Reproduce word for word the part of the pediatric ER post below that runs from "So then MD orders" to "ativan and leave.".

Top of PASSAGE FOR REVIEW

What is with the crazy parents?? --vent--

Specialties Emergency

Published

Specializes in pediatric ER.

I work in a pediatric ER and I am so sick of all the crazy parents out there. Just the other day I had this little 26 day old come in with a known seizure disorder on phenobarb. Baby was d/c'd from NICU the day before and had a seizure at home... so what do the parents do? Rush the kid to the ER for a "STAT phenobarb level and want to immediatly 'give her a po bolus' of phenobarb." UGH, had to explain to them that giving her a "po bolus" will make her stop breathing! So, we draw the phenobarb level, they won't let us draw anything else because they state the baby is anemic and that drawing another 10th of a teaspoon of blood will push her over the edge (even though we can't draw a CBC to see if she really IS anemic).

So we draw the Level and are waiting for results now, every 5 minutes they come out and ask if the results are back, meanwhile they have "bolused" the kid without our concent--although not as much as they would have if we hand't said something, because they know better since the dad's a pharmacist and the mom is supposedly medically inclined somehow. So we're waiting for the level and the kid has a seizure in the ER, great, just what we need. Baby's pink so we're setting up a little O2 and suction and the sat probe falls off the kids toe, mom freaks, throws her portable O2 tank on the bed dad starts yelling "she's getting dusky" And meanwhile we put the probe back on, the kid's fine. I keep saying, she's fine, she's pink... mom's yelling "I'm losing my child!" UGH, drama.

So then MD orders ativan, which I was soo happy about so that we can prevent this kid from having another seizure and having the parents freak again (asked them if they'd witnessed seizures before, they said yes "at least 6"... but only in the NICU). I go in to push the ativan and they ask, once again, if the level's back, I state that I will check the minute I'm done pushing the med. But no, they won't let me touch the baby until I check. I had had enough at this point, I kinda blow out of the room, I know I shouldn't have, sit down at the computer and nope, not back yet. Mom starts crying at this point, telling me to not be upset. I apologize, push the ativan and leave.

Another nurse does most of the care after this point, thank goodness, because I wasn't sure if I couldn't take much more of these poeple. I try to educate that the kid will have seizures, she has a seizure disorder, but parents are too freaked to listen.

(There were at least 4 other very demanding families there that night, the MD almost lost it too.)

Bottom of PASSAGE FOR REVIEW
Top of INFORMATION SUPPLIED

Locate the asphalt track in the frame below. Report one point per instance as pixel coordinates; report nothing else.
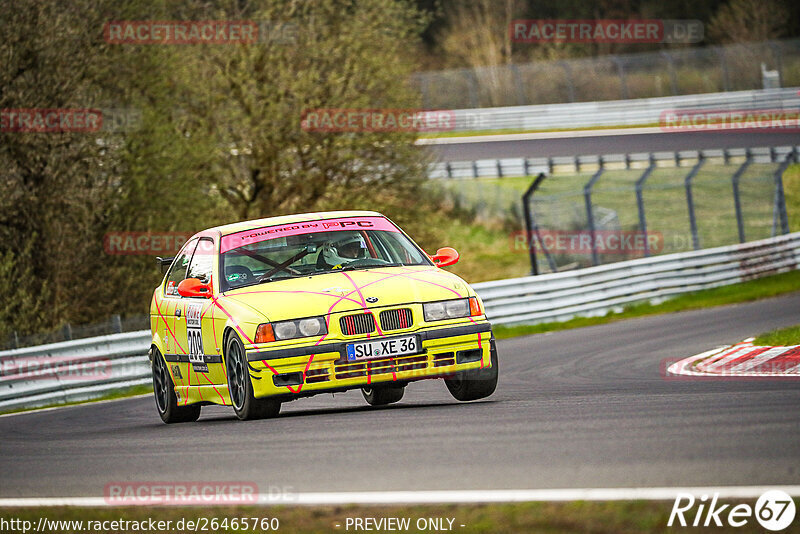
(611, 144)
(574, 409)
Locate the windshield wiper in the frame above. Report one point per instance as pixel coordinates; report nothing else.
(350, 267)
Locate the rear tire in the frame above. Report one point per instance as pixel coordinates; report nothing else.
(240, 387)
(383, 395)
(475, 384)
(164, 392)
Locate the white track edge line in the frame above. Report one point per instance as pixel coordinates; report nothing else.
(439, 497)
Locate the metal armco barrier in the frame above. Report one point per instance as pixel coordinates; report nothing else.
(636, 112)
(86, 368)
(73, 371)
(596, 290)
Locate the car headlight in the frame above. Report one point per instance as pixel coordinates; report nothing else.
(451, 309)
(282, 330)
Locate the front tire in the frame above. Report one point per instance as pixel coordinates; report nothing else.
(240, 387)
(164, 392)
(383, 395)
(475, 384)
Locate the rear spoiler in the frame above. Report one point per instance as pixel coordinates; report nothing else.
(164, 262)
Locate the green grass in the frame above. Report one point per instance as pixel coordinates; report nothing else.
(780, 338)
(791, 188)
(120, 394)
(557, 517)
(762, 288)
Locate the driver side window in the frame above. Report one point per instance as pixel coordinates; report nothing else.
(177, 272)
(202, 261)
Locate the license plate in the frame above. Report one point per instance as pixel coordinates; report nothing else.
(381, 348)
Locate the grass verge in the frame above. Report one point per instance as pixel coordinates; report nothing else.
(762, 288)
(578, 516)
(779, 338)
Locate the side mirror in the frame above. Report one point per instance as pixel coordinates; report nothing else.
(164, 263)
(445, 256)
(193, 287)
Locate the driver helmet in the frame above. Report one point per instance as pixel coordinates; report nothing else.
(345, 250)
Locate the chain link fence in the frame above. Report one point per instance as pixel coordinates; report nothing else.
(680, 71)
(582, 211)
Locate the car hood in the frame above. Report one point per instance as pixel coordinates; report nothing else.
(350, 290)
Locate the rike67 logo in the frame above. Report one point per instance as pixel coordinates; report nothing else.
(774, 511)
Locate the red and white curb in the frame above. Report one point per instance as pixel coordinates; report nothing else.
(742, 360)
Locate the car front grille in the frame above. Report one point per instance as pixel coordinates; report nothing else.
(361, 323)
(396, 319)
(380, 366)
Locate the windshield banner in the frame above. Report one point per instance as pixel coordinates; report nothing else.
(257, 235)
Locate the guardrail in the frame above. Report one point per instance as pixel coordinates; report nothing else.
(79, 370)
(635, 112)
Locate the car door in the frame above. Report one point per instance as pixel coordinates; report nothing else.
(201, 339)
(172, 311)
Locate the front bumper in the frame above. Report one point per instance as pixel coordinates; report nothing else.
(307, 370)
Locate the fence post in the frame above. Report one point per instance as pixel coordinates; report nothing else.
(587, 197)
(736, 198)
(526, 210)
(778, 60)
(640, 202)
(521, 99)
(779, 210)
(623, 84)
(723, 64)
(116, 323)
(472, 84)
(690, 201)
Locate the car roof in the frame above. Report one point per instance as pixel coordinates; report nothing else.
(286, 219)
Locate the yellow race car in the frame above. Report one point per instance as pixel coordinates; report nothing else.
(257, 313)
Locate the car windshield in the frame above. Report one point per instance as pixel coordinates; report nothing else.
(301, 251)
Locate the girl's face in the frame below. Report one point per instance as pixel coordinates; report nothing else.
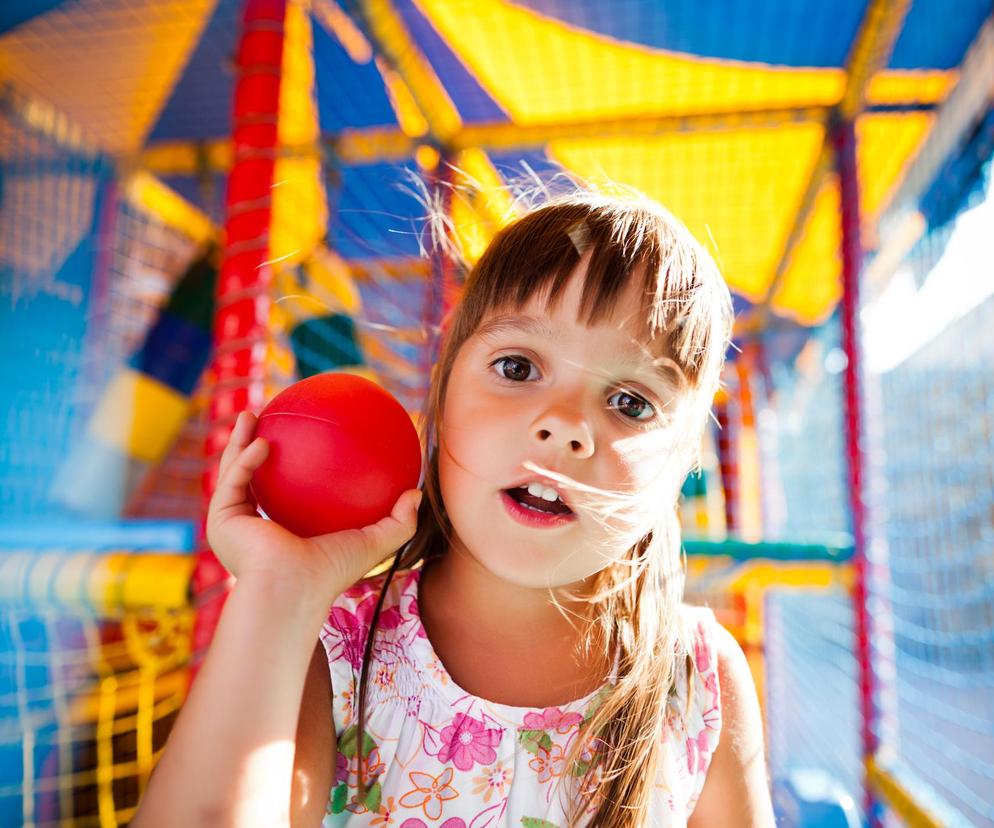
(537, 385)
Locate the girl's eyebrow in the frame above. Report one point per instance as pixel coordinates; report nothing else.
(517, 323)
(520, 322)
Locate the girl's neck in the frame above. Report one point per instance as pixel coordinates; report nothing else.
(461, 588)
(503, 642)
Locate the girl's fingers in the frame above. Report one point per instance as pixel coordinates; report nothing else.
(236, 441)
(232, 485)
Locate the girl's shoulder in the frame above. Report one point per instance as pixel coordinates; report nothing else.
(698, 666)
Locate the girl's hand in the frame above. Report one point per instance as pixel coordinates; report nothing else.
(250, 546)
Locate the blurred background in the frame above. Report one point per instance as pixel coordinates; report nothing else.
(202, 201)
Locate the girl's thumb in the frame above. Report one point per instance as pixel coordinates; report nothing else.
(389, 534)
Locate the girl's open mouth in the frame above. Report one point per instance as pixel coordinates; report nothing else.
(523, 507)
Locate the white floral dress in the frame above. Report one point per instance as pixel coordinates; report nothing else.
(438, 756)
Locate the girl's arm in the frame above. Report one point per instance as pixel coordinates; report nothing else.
(736, 791)
(230, 757)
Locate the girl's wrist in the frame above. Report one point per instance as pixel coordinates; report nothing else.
(302, 599)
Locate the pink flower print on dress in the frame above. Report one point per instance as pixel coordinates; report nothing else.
(702, 650)
(412, 610)
(386, 813)
(552, 718)
(467, 741)
(429, 792)
(494, 780)
(352, 629)
(548, 763)
(698, 753)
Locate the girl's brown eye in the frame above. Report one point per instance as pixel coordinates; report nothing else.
(632, 406)
(516, 369)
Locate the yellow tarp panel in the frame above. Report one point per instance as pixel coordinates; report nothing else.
(811, 285)
(75, 58)
(541, 70)
(736, 191)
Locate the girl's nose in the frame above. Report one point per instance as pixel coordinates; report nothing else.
(566, 429)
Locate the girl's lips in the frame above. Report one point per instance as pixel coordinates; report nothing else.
(530, 517)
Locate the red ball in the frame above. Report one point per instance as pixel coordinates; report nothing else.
(341, 451)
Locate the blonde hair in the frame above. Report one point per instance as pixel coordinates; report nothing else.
(636, 598)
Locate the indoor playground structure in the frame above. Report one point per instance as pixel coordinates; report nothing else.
(203, 201)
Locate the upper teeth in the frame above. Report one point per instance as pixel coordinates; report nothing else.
(538, 490)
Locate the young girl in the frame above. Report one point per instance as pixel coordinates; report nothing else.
(526, 659)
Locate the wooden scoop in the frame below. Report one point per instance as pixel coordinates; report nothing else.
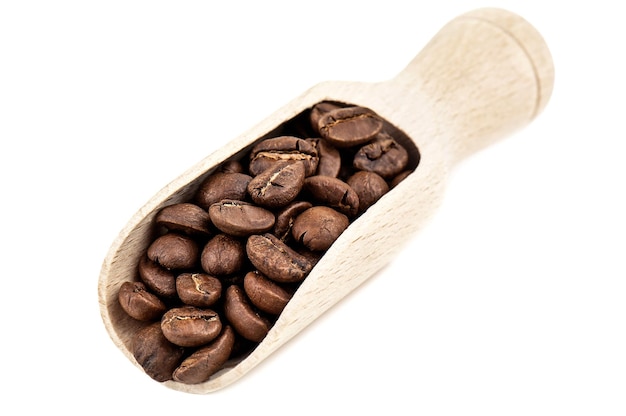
(484, 75)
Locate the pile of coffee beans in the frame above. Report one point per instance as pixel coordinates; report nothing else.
(222, 266)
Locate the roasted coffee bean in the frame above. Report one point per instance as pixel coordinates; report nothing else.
(399, 178)
(266, 295)
(198, 289)
(229, 260)
(333, 192)
(138, 303)
(329, 158)
(155, 354)
(290, 148)
(278, 185)
(185, 217)
(222, 255)
(318, 227)
(384, 156)
(246, 321)
(174, 251)
(319, 110)
(206, 361)
(369, 186)
(240, 218)
(159, 280)
(286, 217)
(189, 326)
(222, 185)
(231, 166)
(277, 260)
(349, 126)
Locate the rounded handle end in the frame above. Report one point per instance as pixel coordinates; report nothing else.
(530, 42)
(486, 73)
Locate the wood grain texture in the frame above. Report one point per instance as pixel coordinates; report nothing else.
(484, 75)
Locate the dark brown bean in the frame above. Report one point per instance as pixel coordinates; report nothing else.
(333, 192)
(189, 326)
(384, 156)
(369, 186)
(399, 178)
(185, 217)
(206, 361)
(198, 289)
(278, 185)
(240, 218)
(231, 166)
(269, 151)
(266, 295)
(329, 158)
(220, 186)
(286, 217)
(159, 280)
(222, 255)
(349, 126)
(138, 303)
(174, 251)
(246, 321)
(318, 227)
(277, 260)
(154, 353)
(319, 110)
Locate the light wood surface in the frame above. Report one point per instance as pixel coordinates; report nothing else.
(484, 75)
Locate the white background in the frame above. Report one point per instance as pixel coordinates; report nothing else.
(512, 301)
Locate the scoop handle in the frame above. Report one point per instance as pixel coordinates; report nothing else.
(487, 73)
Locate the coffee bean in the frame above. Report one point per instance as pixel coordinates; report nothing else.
(290, 196)
(333, 192)
(198, 289)
(277, 260)
(223, 255)
(206, 361)
(329, 158)
(159, 280)
(349, 126)
(269, 151)
(384, 156)
(231, 166)
(174, 251)
(138, 303)
(240, 218)
(278, 185)
(399, 178)
(265, 294)
(189, 326)
(319, 110)
(186, 217)
(286, 217)
(369, 186)
(318, 227)
(222, 185)
(248, 323)
(154, 353)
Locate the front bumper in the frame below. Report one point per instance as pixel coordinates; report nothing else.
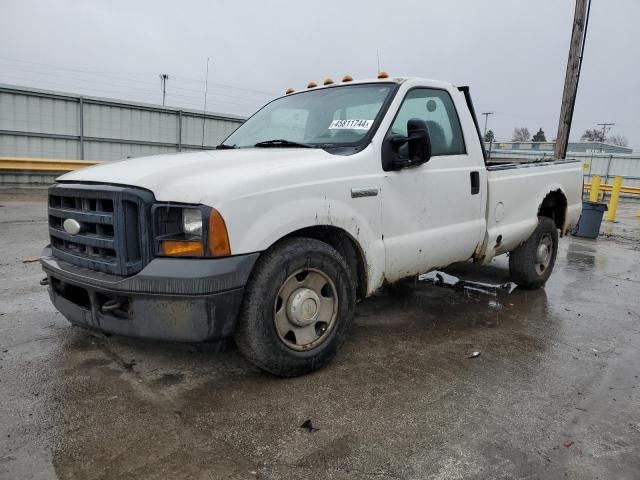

Bottom of INFORMATION SUPPLIED

▸ **TASK OUTPUT**
So then MD orders ativan, which I was soo happy about so that we can prevent this kid from having another seizure and having the parents freak again (asked them if they'd witnessed seizures before, they said yes "at least 6"... but only in the NICU). I go in to push the ativan and they ask, once again, if the level's back, I state that I will check the minute I'm done pushing the med. But no, they won't let me touch the baby until I check. I had had enough at this point, I kinda blow out of the room, I know I shouldn't have, sit down at the computer and nope, not back yet. Mom starts crying at this point, telling me to not be upset. I apologize, push the ativan and leave.